[Instructions for the task] The required output is every record, written out exactly.

(Referring expression pointing data)
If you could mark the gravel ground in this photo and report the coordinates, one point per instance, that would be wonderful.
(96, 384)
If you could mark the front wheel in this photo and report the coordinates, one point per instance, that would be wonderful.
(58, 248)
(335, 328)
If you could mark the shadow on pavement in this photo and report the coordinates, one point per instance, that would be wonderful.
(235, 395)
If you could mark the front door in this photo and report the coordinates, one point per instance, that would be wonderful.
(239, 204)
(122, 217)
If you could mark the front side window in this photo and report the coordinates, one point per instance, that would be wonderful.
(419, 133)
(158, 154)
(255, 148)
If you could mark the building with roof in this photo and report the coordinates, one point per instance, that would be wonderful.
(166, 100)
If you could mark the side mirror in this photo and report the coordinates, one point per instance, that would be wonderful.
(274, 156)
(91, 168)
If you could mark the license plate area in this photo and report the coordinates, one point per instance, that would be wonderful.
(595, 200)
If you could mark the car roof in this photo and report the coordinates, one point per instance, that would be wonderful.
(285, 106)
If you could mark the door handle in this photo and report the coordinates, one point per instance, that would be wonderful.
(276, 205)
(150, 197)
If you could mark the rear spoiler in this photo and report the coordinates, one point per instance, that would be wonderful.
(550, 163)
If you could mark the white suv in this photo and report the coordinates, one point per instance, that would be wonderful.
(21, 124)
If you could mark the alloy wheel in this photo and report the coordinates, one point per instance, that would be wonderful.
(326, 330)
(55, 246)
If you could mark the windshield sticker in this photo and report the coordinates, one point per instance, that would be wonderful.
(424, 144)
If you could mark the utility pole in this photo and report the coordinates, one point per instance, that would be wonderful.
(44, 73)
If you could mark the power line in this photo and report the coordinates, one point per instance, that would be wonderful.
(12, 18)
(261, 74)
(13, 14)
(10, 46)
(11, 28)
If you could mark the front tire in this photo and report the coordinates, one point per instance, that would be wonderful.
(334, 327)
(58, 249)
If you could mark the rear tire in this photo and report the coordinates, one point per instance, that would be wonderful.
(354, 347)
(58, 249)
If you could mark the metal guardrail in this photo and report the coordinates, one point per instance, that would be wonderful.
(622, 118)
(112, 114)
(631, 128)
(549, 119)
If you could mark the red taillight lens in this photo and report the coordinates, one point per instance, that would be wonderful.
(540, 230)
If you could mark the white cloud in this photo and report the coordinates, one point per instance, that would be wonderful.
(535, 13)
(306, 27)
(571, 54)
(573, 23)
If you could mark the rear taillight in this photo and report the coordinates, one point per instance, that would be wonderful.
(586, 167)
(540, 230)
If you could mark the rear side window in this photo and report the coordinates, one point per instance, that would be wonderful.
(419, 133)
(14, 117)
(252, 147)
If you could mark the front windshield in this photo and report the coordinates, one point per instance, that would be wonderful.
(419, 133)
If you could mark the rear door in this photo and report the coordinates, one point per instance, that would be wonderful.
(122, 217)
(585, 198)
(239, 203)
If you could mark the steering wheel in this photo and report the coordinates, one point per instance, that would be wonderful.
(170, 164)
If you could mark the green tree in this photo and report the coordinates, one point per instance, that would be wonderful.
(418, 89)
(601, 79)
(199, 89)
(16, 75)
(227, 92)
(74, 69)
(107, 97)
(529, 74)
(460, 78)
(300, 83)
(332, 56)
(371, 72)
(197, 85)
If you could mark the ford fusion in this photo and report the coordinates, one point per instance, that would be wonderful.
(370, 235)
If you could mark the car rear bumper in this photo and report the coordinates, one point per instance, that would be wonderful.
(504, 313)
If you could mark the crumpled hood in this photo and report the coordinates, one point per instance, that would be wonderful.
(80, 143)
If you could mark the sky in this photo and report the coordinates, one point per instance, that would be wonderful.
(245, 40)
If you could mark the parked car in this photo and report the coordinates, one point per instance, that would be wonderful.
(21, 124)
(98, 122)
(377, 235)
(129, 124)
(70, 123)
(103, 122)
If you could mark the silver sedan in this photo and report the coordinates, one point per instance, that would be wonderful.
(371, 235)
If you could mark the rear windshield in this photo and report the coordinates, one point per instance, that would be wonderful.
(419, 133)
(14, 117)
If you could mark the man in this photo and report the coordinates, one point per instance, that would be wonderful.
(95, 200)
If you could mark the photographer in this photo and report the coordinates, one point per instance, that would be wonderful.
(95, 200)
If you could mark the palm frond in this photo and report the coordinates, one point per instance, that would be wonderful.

[Response to the task]
If you could mark the gravel ground in this photo and report the coordinates, one point per instance, that would be wonderful.
(96, 384)
If you could mark the front wheel in this photo and report the coordinates, one point per instance, that would be wonderful.
(58, 248)
(335, 328)
If you could mark the shadow on pavement in this photo and report the coordinates, one point per instance, that would be wonderful.
(235, 395)
If you could mark the front door in this photo and report the coordinates, one point per instance, that would be wonderful.
(239, 204)
(122, 217)
If you could mark the front side window in this photo and report the coordinates, one point per instance, that would be wonderful.
(419, 133)
(158, 154)
(255, 148)
If you could mark the building with roof in this photo and report the coordinates, one point per instance, that would be wonderful.
(166, 100)
If you could mark the side mirror in this photo and report the coordinates, one point per instance, that would be wonderful.
(274, 156)
(91, 168)
If you could mark the license plate area in this photo and report the coordinates, one point per instance, that would be wonderful.
(595, 200)
If you could mark the car roof in this photo and report the coordinates, one point per instance, that would be wonderful.
(285, 106)
If you could mark the door handle in this photo and report the coordinates, one point per instance, that would be wonderful.
(276, 205)
(150, 197)
If you could mark the rear spoiler in this photo and report the coordinates, one point per instance, that would be wonderful.
(550, 163)
If you could mark the white suv in this photo and report the coordinates, one point per instance, that would be wonderful.
(21, 124)
If you could mark the alloy wheel in this photo and report the coordinates, one point per instance, that would be wonderful.
(326, 330)
(55, 246)
If you could mark the windshield sticker in this photo and report the coordinates, one point per instance, that would be wonderful.
(424, 144)
If you could mark the utility pole in this photo and report the coordinates, one point per instance, that would be wonderful.
(44, 73)
If you could mark the power line in this photo and report the coordinates, one point per instance, that would be wonderful.
(12, 18)
(261, 74)
(13, 14)
(10, 46)
(11, 28)
If you could mark the front tire in this photo and report the coordinates, one point per instance, that would be wonderful.
(334, 327)
(58, 249)
If you could mark the rear tire in this photo and report the coordinates, one point per instance, that would be wonderful.
(354, 347)
(58, 249)
If you could mark the metal guardrail in this photo and report the coordinates, one point per instance, that would be wonderful.
(622, 118)
(112, 114)
(631, 128)
(549, 119)
If you could mark the red taillight lens in this photo and report the coordinates, one point per instance, that would be wonderful.
(540, 230)
If you could mark the white cloud in this photo and report the coordinates, one point per instance, that would be wonderful.
(535, 13)
(306, 27)
(571, 54)
(573, 23)
If you could mark the rear taillight in this photo and report the coordinates, one point per instance, that would be wonderful.
(586, 167)
(540, 230)
If you could mark the rear side window in this photo and report the coordinates, one point per instance, that would be wonderful.
(419, 133)
(14, 117)
(252, 147)
If you could mark the front windshield in this photo and report the coordinates, one point per instance, that would be wonderful.
(419, 133)
If you could mark the rear door in this photo and report the coordinates, one point per instance, that would be wonderful.
(122, 217)
(585, 198)
(239, 203)
If you could mark the steering wheel in this photo and report the coordinates, one point per instance, that would be wonderful.
(170, 164)
If you could mark the green tree in this photo and report the coordinates, one point per instance, that would be wonderful.
(418, 89)
(601, 79)
(199, 89)
(16, 75)
(227, 92)
(74, 69)
(107, 97)
(529, 74)
(460, 78)
(300, 83)
(332, 56)
(371, 72)
(197, 85)
If you could mark the ford fusion in this photo and report the coordinates, one point per instance, that would be wonderful.
(370, 235)
If you could mark the car rear bumper in this photo and report the coordinates, one point per instance, that would be wonderful.
(504, 313)
If you could mark the crumpled hood in this photo and report the coordinates, one point per instance, that would be wonderful.
(80, 143)
If you could mark the sky in this photo and report the coordinates, one point per instance, that would be wonderful.
(245, 40)
If you could mark the parked car in this photo and report the coordinates, one point per instance, that would be wonderful.
(21, 124)
(98, 122)
(377, 235)
(129, 124)
(70, 123)
(103, 122)
If you could mark the silver sedan in this photo and report the coordinates, one point per instance, that would be wonderful.
(371, 235)
If you could mark the rear windshield in this photo and report the coordinates, one point per instance, that would be wonderful.
(419, 133)
(14, 117)
If you could mark the man in this photo and report the coordinates, one point per instance, that would be wonderful.
(95, 200)
If you could mark the photographer in this photo and report the coordinates, one point per instance, that would be wonderful.
(95, 200)
If you could mark the palm frond in this photo and report the coordinates, one point per instance, that would be wonderful.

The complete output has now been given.